*Exercise description*:
Start with the line containing "ceiling vent, the" and write out each line through the end of the listing, exactly as given.

Stored data:
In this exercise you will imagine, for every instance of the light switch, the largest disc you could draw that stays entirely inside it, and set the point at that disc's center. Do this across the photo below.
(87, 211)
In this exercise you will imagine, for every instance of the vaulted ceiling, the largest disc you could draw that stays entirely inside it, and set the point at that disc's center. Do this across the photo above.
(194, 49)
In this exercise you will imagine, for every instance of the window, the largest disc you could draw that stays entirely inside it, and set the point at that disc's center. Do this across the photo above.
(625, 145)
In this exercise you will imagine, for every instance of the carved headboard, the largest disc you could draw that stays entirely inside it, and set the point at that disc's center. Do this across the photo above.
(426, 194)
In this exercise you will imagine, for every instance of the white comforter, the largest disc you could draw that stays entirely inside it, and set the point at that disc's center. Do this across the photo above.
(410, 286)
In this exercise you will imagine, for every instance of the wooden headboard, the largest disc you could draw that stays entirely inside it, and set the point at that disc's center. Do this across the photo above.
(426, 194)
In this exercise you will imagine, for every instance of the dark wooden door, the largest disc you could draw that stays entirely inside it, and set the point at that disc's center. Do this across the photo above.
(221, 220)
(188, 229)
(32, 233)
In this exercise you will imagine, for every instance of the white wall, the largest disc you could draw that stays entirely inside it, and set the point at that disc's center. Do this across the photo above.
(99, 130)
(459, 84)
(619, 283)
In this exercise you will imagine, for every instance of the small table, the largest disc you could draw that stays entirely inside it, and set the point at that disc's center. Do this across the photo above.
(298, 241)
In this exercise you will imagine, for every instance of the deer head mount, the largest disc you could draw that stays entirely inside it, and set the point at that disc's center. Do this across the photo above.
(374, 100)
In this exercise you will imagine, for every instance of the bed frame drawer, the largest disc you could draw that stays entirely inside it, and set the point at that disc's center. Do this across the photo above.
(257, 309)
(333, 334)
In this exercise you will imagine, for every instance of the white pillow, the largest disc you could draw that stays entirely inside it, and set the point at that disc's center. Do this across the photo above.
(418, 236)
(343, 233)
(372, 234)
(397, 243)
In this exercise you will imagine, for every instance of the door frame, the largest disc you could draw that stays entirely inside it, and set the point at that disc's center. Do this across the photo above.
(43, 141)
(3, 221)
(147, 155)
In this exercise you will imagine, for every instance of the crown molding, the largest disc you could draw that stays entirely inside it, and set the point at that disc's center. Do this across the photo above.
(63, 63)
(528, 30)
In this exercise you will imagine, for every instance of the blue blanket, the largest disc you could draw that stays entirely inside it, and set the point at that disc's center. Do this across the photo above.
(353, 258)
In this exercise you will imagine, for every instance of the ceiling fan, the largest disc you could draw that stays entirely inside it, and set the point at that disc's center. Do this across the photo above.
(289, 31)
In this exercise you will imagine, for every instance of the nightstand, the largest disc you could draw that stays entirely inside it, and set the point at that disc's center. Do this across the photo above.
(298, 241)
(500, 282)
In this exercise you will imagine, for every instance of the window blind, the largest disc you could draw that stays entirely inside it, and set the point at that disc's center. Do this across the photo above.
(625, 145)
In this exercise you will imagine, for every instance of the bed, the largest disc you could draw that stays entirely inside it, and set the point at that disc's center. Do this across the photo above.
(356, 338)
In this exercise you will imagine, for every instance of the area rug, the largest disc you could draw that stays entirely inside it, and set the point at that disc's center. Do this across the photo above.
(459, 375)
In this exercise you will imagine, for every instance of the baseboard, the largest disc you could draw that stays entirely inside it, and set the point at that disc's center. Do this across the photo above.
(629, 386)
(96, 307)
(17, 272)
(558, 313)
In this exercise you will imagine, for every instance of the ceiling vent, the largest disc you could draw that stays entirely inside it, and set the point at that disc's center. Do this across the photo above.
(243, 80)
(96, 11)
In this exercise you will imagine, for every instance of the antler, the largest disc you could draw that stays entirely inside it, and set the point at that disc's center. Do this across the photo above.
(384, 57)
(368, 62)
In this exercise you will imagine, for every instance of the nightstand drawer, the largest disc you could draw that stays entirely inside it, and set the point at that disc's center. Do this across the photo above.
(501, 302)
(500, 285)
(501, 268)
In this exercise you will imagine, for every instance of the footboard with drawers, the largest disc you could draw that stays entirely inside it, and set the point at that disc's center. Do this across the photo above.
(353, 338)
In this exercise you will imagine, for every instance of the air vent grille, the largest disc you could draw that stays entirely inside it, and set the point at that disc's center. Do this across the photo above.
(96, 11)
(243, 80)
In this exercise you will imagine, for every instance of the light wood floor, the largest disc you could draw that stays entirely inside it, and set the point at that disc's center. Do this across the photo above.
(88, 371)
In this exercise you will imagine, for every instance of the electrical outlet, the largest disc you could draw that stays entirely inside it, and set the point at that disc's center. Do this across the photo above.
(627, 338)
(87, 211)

*Solution for this problem*:
In this exercise you will imagine, for every instance of the ceiling vent, the largest disc you could draw that stays entirely inside it, and set the point at that disc's center. Do this across the photo above.
(243, 80)
(96, 11)
In this exercise you will imagine, for every instance of the antler, the largest disc you could draw that stays entirely inside it, and set the point at that disc's center. Do this across the photo above.
(384, 57)
(368, 62)
In this exercise you will imagine, for every instance of the nightstand drawer, the largest disc you could draw that stays entirely inside it, and set the point at that disc's center. Do this across the photo above.
(501, 302)
(500, 285)
(501, 268)
In this exercise you will imagine, for every instance of the footboard with drawers, the largest disc you could draw that stays entirely inside it, and set the point at that disc's center. Do this across the photo above.
(353, 338)
In this exercise you will imagine, for every instance of the air vent grille, the largest disc you could draw that stays entirely inside it, and set the point at that disc's center. Do this across the photo above.
(96, 11)
(243, 80)
In this exercise you will imagine, for every instance of the light wood floor, the largest disc you could draw that stays entirely inside it, and set the point at that disc's center. Do this across the photo above.
(88, 371)
In this exercise you will imagine, for every instance of the electrical outlet, the largest disc you could draw that stays entirely inside it, and set the point at that disc's center. Do this across the photo above.
(627, 338)
(87, 211)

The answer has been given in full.